- **Document section**
━━━━

I have a final appeal going on at Head Office, PEI. I broke each foot at different times doing the battle fitness test. I get 1% for each foot ( after appealing) which equals nothing until you hit 3%. Seems to me that you are on your feet all the time and feet are essential. This has been going on since Jan 04. The final appeal started Nov 06, and will be heard 29 Mar 07, with a result 60 to 90 days later. The Advocate in PEI does not hold out much of a hope I will get an increase. He basically said, it depends what side of the bed the Board got up on that day. When I stated that I thought that the Board was to give the benefit of doubt to the Vet, he sighed, and said that in his experience, it is 1 in 100 that the Vet gets the benefit of doubt, AND it seems that VAC is getting cheaper and cheaper. He also stated that their final appeal case load is enormous. Wonder why? How many VAC personnel ever spent a day in combat boots? I hurt my case because IAW the CDS direction, I did the BFT, and passed this year (at 59 YOA). I was specifically asked the question  "Are you going to do the battle fitness test?" at the first appeal (quoting the CDS direction - seems they follow what is going on!). While VAC hears all the time that military personnel suck it up and get on with it, this is held against you. I retire in Aug 07 with almost 45 years, so I am going to actively take on VAC as I will have the time. VAC considers you guilty of defrauding the government, until you can prove you are Innocent. Reverse onus as previously stated.

━━━━

- **Tasks to perform**
1) Sum up the forum post about the foot injury appeal in two sentences.
2) List every date that appears in the forum post about the foot injury appeal.
3) Write the next few sentences of the forum post about the foot injury appeal.
The rows below have nothing to do with the post.

━━━━

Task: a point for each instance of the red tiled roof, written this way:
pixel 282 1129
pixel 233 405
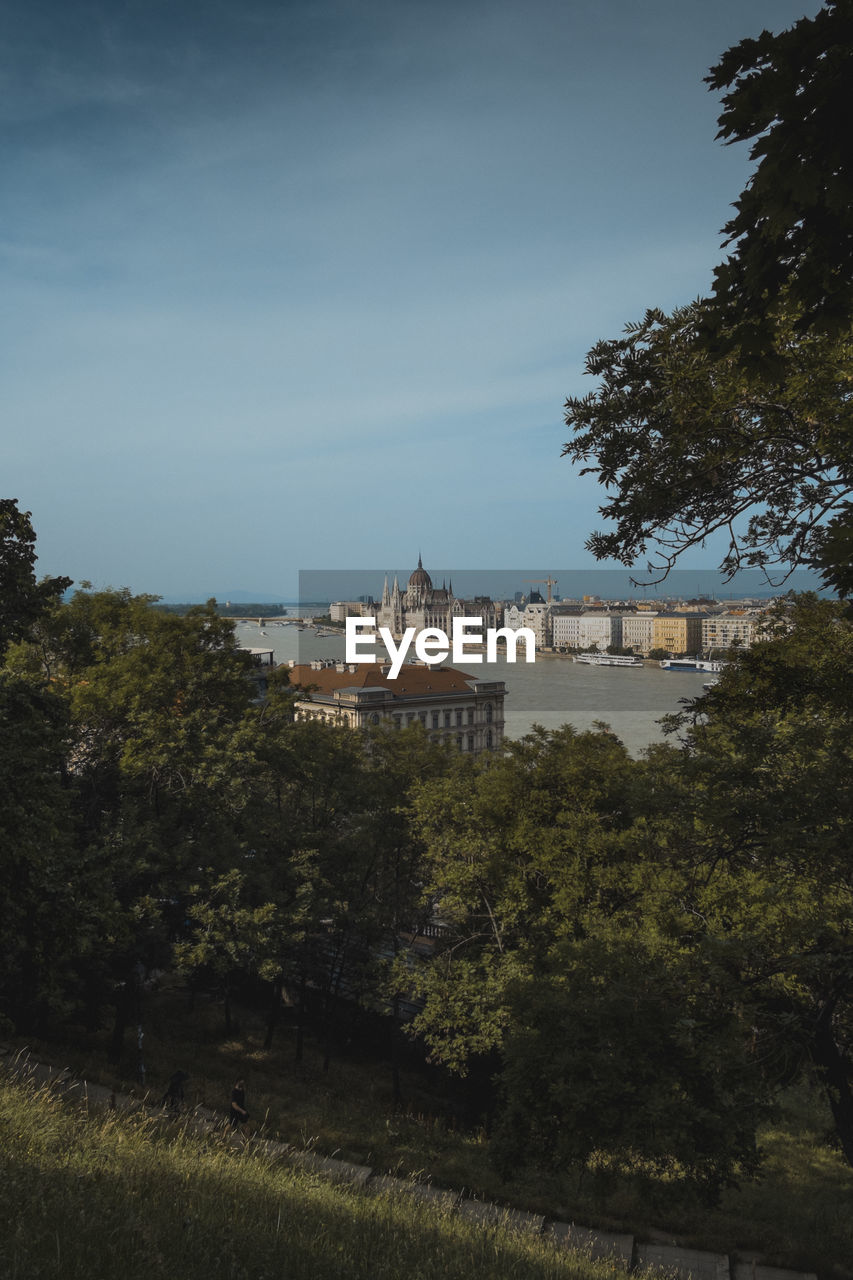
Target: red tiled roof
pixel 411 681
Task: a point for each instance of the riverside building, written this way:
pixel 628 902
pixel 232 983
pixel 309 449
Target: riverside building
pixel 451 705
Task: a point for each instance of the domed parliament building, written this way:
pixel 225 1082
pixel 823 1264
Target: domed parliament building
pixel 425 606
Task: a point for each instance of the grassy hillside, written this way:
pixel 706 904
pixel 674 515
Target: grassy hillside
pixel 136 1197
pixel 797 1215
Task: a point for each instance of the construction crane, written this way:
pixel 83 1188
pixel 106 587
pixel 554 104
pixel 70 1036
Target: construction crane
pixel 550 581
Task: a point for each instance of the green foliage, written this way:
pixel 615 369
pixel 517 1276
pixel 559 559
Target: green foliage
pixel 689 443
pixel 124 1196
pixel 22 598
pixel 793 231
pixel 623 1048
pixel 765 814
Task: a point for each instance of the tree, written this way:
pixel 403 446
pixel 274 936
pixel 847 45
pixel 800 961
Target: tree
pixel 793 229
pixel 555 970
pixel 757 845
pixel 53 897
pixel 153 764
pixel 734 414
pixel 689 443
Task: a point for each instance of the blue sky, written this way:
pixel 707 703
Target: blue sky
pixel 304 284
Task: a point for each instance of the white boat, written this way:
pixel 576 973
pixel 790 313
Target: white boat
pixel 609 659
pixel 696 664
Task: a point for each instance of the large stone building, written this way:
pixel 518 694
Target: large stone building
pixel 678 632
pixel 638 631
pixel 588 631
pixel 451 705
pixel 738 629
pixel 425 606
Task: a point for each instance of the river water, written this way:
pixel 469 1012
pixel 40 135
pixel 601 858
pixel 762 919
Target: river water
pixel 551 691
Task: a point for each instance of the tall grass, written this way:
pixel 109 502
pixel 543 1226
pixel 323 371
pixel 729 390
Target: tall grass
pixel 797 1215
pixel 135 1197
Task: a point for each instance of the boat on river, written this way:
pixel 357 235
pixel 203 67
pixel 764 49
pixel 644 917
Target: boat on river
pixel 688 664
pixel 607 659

━━━━

- **Results of the tasks**
1) The writer broke each foot at different times doing the battle fitness test, received 1% for each foot, and now has a final appeal at Head Office in PEI that the advocate there gives little hope of winning. The writer believes passing the test this year hurt the case and plans to actively take on VAC after retiring in Aug 07.

2)
Jan 04
Nov 06
29 Mar 07
Aug 07

3)
----------



## Hockeycaper (15 Mar 2007)

Rifleman62
Good luck and lets hope they get up on the right side of the bed.


----------



## gordjenkins (20 Mar 2007)

Re: Veterans Affairs Canada - have they lost their way? 
« Reply #4 on: March 12, 2007, 05:55:00 PM » Quote  

--------------------------------------------------------------------------------
thank you for off line feed back!! -still needs work:>)

DRAFT #3

*Minister Veterans Affairs Canada*

_Where there is smoke there is fire - _ in USA Veterans Admin 
and in Canada also : Veterans Affairs Canada

A couple of for instances :
Mandate - Veterans Affairs mandate and money has moved from looking after veterans to more of a "Heritage Canada " function -example Ice Sculptures /Receptions etc for 90 Anniversary of Vimy  

Veteransnow with new policy being  with second best disability equipment instead of the best as previously  (Not top of the line) - example hearing aids - veterans now issued clumsy "wrap around ear" devices of 1950 technology -and price instead of "state of the art devices" Even the Hearing Aid audiologists complain of constantly fighting with Veterans Affairs to get service for veterans. 

Pension Advocates Slow Veterans have to wait for months and years to have a pension decision reviewed- example it would be interested in the average figure how long it takes for a Pension Advocate to process a claim - most of us veterans are getting old - WW2 /Korean and even early Peacekeeping vets of Congo /Middle East. We will be dead soon. How long Mr Military Ombudsman to process a claim or appeal??  How many Vets have died waiting??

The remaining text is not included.